SEITENTEXT
━━━━━━━━━━━━━━━━━━━━━━━━━━━━━━

# Partitionen einrichten ohne fdisk

## floe-de

Hallo,

ich hab etwas Angst davor die Linux Partitionen mit fdisk zu machen, weil 

ich eventuell mein Windows so zerstöre, deshalb wollte ich mal Fragen ob 

ich die Partitionen  schon vor der Installation mit Partition Magic einrichten 

kann, oder ob es da irgentwelche Probleme gibt ?

Noch was hab mir die Anleitung ja gut durchgelesen, 

soll ich wirklich 2 * RAM als Swap benutzen das wären 

bei mir 1024 MB Swap ???

oder was heist ist ab Kernel 2.4.10 nicht mehr nötig ???

Bringt das was oder ist das nur Plattenverschwendung ?

----------

## Deever

Hi!

Also zu meiner person:

PM hat mir mal die partition table zerschossen, deshalb sag ich dir: fdisk!  :Evil or Very Mad: 

Aber kannst ja mal mit PM die windowspartition(en) einrichten, und dann mit fdisk die linuxens...

 *Quote:*   

> soll ich wirklich 2 * RAM als Swap benutzen

 

Also da hör ich alles!! Dass diese regel nach wie vor gilt _und_ dass sie veraltet ist. Kommt halt auch auf dich an. Wenn du öfters mal nen programm stehen lässt und was anderes machst, empfielt sich viel swap, wenn du eh immer nur ein proggie laufen lässt, bringt viel swap afaik gar nets.

----------

## kannX

Da muss ich zustimmen, nimm lieber fdisk.

Falls du aber trotzdem PM nimmst formatiere dann wenigstens die Partitionen mit den Linuxbordmitteln (->siehe Installationsanleitung).

Was den Swap angeht: bei 512MB Ram dürften 256MB oder 512MB Swap völlig aussreichen. Falls du doch mehr Swap nehmen willst teile ihn dann aber auf mehrere physikalisch getrennte Platten auf, sonst hast du am Ende einen gegenteiligen Effeckt.

----------

## mglauche

Die 2x ram = swap regel bei 2.4 kommt aus performance gründen. wenn die VM weniger als 2x RAM als swap hat, ist die performance nicht "optimal"  :Wink: 

AAAAaaaaaber ... das ganze trifft nur zu, wenn dein system wirklich "swappt", d.h. das das swapfile laufend im betrieb ist.

━━━━━━━━━━━━━━━━━━━━━━━━━━━━━━

DATENABSCHNITT
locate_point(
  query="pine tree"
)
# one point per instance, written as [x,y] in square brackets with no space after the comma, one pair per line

━━━━━━━━━━━━━━━━━━━━━━━━━━━━━━

AUFGABENSTELLUNG 1
Beantworte zum Forenthread über Partitionen ohne fdisk folgende Fragen:
(a) Mit welchem Programm möchte floe-de die Partitionen schon vor der Installation einrichten?
(b) Was hat PM laut Deever bei ihm einmal zerschossen?
(c) Wie viel Swap dürfte laut kannX bei 512 MB RAM völlig ausreichen?
AUFGABENSTELLUNG 2
Schreibe den Forenthread über Partitionen ohne fdisk im Anschluss an seinen letzten Satz weiter.

LÖSUNG 1
(a) Mit Partition Magic.
(b) Die Partitionstabelle.
(c) 256 MB oder 512 MB.

LÖSUNG 2
Bei 512 MB solltest du das eigenlich NIE erleben  :Wink: 

(ausser du kompilierst KDE -j5 oder so, g++ ist ein enormer speicherfresser, besonders bei KDE)

Meine Desktopmaschine hat meistens so ca. 180-250 MB in use, der rest ist für cache, darin sind KDE, evolution, mozilla, etc ...

----------

## thor

hallo

zur swap noch ganz kurz: 

ich hab 384 mb ram und die swap ist ~ +10% (410 mb)

der ram ist regelmässig voll und ausgelagert wird im normalbetrieb sogut wie garnicht. 

wenn ich mit gimp arbeite, teilweise mit bildern um die 60 mb, wird auch mal die swap angekratzt. (~ ½ voll)

mozilla ist ein speicherfresser, (cache liegt im tmpfs (shm)), besonders bei mehreren instanzen (ausser du deaktivierst den cache auf hd) 

und wenn du zusätzlich vmware benutzt, kann auch mal die swap fast voll werden ... ich hab selbst dann immernoch ein stabil laufendes system 

also je nach gusto und bevorzugten anwendungen. 

nur so als anhaltspunkt ... 

schönen sonntag, th.

btw: ich hab selten ein so stabiles linux gehabt wie mit gentoo, imo kann da redhat und (besonders) suse einpacken ... *g*

edit: ich würde auch fdisk anraten, ...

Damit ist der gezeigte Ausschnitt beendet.